## start DATA
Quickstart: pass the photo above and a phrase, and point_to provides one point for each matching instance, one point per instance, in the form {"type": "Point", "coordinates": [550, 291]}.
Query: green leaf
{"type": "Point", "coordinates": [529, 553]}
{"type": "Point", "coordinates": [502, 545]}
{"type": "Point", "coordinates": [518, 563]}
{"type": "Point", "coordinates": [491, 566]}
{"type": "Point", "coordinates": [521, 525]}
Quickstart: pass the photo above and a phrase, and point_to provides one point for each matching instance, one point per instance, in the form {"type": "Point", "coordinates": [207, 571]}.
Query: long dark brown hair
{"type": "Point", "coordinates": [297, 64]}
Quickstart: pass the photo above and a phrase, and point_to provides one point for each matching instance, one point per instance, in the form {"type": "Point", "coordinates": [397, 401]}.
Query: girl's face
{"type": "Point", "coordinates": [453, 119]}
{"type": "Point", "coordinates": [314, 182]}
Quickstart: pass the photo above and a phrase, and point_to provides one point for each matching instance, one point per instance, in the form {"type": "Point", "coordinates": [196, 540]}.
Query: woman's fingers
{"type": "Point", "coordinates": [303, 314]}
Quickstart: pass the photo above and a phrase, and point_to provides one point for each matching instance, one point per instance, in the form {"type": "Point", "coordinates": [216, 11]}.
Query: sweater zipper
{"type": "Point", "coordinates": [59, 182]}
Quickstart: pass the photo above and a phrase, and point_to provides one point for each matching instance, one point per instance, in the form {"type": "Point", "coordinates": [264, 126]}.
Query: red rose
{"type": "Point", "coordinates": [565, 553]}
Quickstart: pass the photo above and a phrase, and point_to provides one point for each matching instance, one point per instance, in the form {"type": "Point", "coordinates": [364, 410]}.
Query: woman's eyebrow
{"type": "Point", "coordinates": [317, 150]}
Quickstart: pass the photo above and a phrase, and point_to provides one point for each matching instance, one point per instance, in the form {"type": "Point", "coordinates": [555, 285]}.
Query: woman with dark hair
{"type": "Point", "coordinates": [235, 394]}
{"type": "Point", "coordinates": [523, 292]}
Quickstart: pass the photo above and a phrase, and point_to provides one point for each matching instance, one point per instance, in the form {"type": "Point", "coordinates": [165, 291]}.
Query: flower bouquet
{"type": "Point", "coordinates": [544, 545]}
## end DATA
Make an exact copy of every entry.

Quickstart: pass the photo above and a phrase, and point_to provides one point for each matching instance, one point per instance, in the form {"type": "Point", "coordinates": [550, 291]}.
Query: green leaf
{"type": "Point", "coordinates": [529, 553]}
{"type": "Point", "coordinates": [502, 545]}
{"type": "Point", "coordinates": [518, 563]}
{"type": "Point", "coordinates": [491, 566]}
{"type": "Point", "coordinates": [521, 525]}
Quickstart: pass the photo above and a phrase, and point_to provides one point for each matching instance, one point per instance, in the form {"type": "Point", "coordinates": [207, 571]}.
Query: long dark brown hair
{"type": "Point", "coordinates": [297, 64]}
Quickstart: pass the photo above and a phrase, and point_to provides one point for each matching instance, one point per instance, in the form {"type": "Point", "coordinates": [397, 401]}.
Query: girl's face
{"type": "Point", "coordinates": [453, 119]}
{"type": "Point", "coordinates": [314, 182]}
Quickstart: pass the photo above and a phrase, and point_to provides one point for each matching instance, one point per instance, in the form {"type": "Point", "coordinates": [196, 540]}.
Query: woman's fingers
{"type": "Point", "coordinates": [303, 314]}
Quickstart: pass the photo above and a phrase, and point_to provides one point for each matching instance, one point per instance, in the form {"type": "Point", "coordinates": [216, 11]}.
Query: sweater zipper
{"type": "Point", "coordinates": [59, 182]}
Quickstart: pass the photo above and a phrase, and point_to provides one point for each matching instance, one point per instance, in the form {"type": "Point", "coordinates": [264, 126]}.
Query: red rose
{"type": "Point", "coordinates": [565, 553]}
Quickstart: pass the photo above and a phrase, and point_to provides one point for each matching instance, one point per instance, in the form {"type": "Point", "coordinates": [364, 410]}.
Query: woman's eyebrow
{"type": "Point", "coordinates": [317, 150]}
Quickstart: pass the photo above and a phrase, and point_to provides one point for each matching instance, one point per instance, in the form {"type": "Point", "coordinates": [555, 285]}.
Query: woman with dark hair
{"type": "Point", "coordinates": [235, 394]}
{"type": "Point", "coordinates": [523, 292]}
Quickstart: pass the photo above and a phrase, and point_to provides one point for each matching instance, one point per instance, in the form {"type": "Point", "coordinates": [165, 291]}.
Query: flower bouquet
{"type": "Point", "coordinates": [544, 545]}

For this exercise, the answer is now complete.